▸ **AIM OF THE TASK**: The data below is to be retyped exactly, line by line.

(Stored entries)
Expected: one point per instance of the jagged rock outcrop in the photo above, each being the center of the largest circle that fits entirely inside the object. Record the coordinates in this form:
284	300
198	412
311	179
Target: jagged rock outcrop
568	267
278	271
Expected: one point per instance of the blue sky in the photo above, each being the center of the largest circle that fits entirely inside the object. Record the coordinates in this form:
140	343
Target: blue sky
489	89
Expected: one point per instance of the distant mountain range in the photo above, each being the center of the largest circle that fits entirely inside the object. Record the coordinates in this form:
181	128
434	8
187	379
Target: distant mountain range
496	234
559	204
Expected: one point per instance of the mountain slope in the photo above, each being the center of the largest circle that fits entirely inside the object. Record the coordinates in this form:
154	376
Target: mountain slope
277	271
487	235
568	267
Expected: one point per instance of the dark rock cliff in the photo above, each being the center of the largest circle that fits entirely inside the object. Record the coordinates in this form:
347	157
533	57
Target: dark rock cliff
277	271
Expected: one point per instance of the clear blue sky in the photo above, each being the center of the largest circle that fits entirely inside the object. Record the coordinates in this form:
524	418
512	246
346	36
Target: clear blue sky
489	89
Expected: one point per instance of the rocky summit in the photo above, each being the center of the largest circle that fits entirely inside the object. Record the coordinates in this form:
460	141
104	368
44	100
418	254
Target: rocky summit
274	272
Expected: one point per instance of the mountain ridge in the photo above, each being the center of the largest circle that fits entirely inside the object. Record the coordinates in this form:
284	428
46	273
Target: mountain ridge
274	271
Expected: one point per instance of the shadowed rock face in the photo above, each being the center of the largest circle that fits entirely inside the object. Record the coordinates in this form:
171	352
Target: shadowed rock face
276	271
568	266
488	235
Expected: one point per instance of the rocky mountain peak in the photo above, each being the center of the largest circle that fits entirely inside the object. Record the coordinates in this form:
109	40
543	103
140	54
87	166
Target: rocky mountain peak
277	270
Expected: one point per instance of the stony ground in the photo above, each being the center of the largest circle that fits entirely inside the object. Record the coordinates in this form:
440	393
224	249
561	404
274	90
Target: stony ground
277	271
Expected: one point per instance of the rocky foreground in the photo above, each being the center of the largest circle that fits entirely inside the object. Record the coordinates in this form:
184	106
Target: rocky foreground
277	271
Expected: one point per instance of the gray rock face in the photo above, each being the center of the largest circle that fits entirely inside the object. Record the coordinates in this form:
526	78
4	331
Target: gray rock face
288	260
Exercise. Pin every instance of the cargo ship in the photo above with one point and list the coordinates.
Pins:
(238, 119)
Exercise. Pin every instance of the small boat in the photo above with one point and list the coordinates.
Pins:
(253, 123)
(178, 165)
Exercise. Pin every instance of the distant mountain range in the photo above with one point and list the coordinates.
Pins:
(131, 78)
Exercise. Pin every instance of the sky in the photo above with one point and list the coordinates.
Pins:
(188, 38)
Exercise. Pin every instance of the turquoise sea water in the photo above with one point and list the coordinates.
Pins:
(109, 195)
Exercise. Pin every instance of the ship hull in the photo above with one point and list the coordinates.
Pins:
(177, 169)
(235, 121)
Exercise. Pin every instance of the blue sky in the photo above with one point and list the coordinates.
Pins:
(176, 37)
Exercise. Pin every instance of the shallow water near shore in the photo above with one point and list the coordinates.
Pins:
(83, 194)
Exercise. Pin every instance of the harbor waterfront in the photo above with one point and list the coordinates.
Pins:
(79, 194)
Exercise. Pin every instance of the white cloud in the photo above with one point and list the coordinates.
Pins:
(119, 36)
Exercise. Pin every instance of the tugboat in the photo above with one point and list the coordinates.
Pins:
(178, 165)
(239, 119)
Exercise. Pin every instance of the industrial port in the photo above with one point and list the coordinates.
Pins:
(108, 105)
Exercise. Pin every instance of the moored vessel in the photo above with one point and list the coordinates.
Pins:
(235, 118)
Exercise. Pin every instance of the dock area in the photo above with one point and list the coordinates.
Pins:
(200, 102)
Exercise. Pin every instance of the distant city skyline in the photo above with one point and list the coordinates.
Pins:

▸ **RESULT BELOW**:
Expected: one point per instance of the jagged rock outcrop in the photo above, each being the center of the largest circle that fits entirely inside the object. Record the coordinates in this form:
284	300
198	412
311	179
Target: jagged rock outcrop
568	267
278	271
Expected: one point per instance of the blue sky in the photo above, each being the center of the largest circle that fits entirely inside the object. Record the coordinates in this form:
140	343
Target: blue sky
489	89
Expected: one point per instance of the distant mountain range in the photo above, each being the center of the largest circle that fits entirely inside the object. Record the coordinates in this form:
181	128
434	8
187	379
Target: distant mountain range
496	234
559	204
Expected: one point per instance of the mountain slope in the photo above, each being the center of the largest circle that fits entirely inside the object. Record the coordinates in this form:
154	376
Target: mountain slope
277	271
487	235
568	267
Expected: one point per instance of the dark rock cliff in the photo above, each being the center of the largest circle that fits entirely inside the object. Record the coordinates in this form:
347	157
533	57
Target: dark rock cliff
277	271
Expected: one point per instance of the clear blue sky in the photo above, each being the center of the largest circle that fits entirely inside the object. Record the coordinates in this form:
524	418
512	246
346	36
Target: clear blue sky
489	89
Expected: one point per instance of the rocky summit in the photo above, each being the center of the largest circle that fits entirely inside the object. Record the coordinates in this form:
460	141
104	368
44	100
418	254
Target: rocky summit
274	272
Expected: one point per instance of the mountain ridge in the photo above, each being the center of the largest circle that fits entirely inside the object. Record the coordinates in this form:
284	428
46	273
Target: mountain ridge
274	271
Expected: one point per instance of the shadowed rock face in the photo above, each being the center of the largest circle that fits entirely inside the object. Record the coordinates in this form:
171	352
Target: shadowed rock face
276	271
568	266
488	235
Expected: one point per instance of the rocky mountain peak in the photo above, each being the center of the largest circle that fits entirely inside the object. Record the coordinates in this form:
109	40
543	103
140	54
87	166
Target: rocky mountain peak
277	270
Expected: one point per instance of the stony ground in the photo above, each being the center of the largest circle that fits entirely inside the object. Record the coordinates in this form:
440	393
224	249
561	404
274	90
Target: stony ground
277	271
Expected: one point per instance of the rocky foreground in the photo above, each being the center of the largest circle that fits entirely inside the object. Record the coordinates in this form:
184	106
Target: rocky foreground
277	271
Expected: one point per instance of the gray rock face in the photo above, each being the center of the largest circle that fits entirely inside the object. Record the coordinates in this form:
526	78
4	331
Target: gray rock face
288	260
Exercise. Pin every instance of the cargo ship in the photo above with one point and list the coordinates.
Pins:
(238, 119)
Exercise. Pin every instance of the small boat in the photo above with one point and list the coordinates.
Pins:
(253, 123)
(178, 165)
Exercise. Pin every instance of the distant mountain range in the photo above with one point and list the coordinates.
Pins:
(131, 78)
Exercise. Pin every instance of the sky in the photo above with one point and list the coordinates.
Pins:
(188, 38)
Exercise. Pin every instance of the turquoise sea water in the photo above with one point and list the coordinates.
Pins:
(109, 195)
Exercise. Pin every instance of the ship hull in the photo above with one point and list the coordinates.
Pins:
(177, 169)
(235, 121)
Exercise. Pin every instance of the blue sky in the photo above with one point and list the coordinates.
Pins:
(176, 37)
Exercise. Pin every instance of the shallow water near shore in the photo above with one point and list the coordinates.
Pins:
(83, 194)
Exercise. Pin every instance of the harbor waterfront in the photo above with one point and list the coordinates.
Pins:
(79, 194)
Exercise. Pin every instance of the white cloud in the photo above with one point and list the coordinates.
Pins:
(119, 36)
Exercise. Pin every instance of the tugboat in the photo above with one point and list the coordinates.
Pins:
(178, 165)
(239, 119)
Exercise. Pin every instance of the industrial port in the photo above with one point and list the coordinates.
Pins:
(108, 105)
Exercise. Pin every instance of the moored vessel in the photo above with one point and list the coordinates.
Pins:
(235, 118)
Exercise. Pin every instance of the dock area in the photo above with one point and list the coordinates.
Pins:
(200, 102)
Exercise. Pin every instance of the distant city skyline in the photo above with one point and list the coordinates.
Pins:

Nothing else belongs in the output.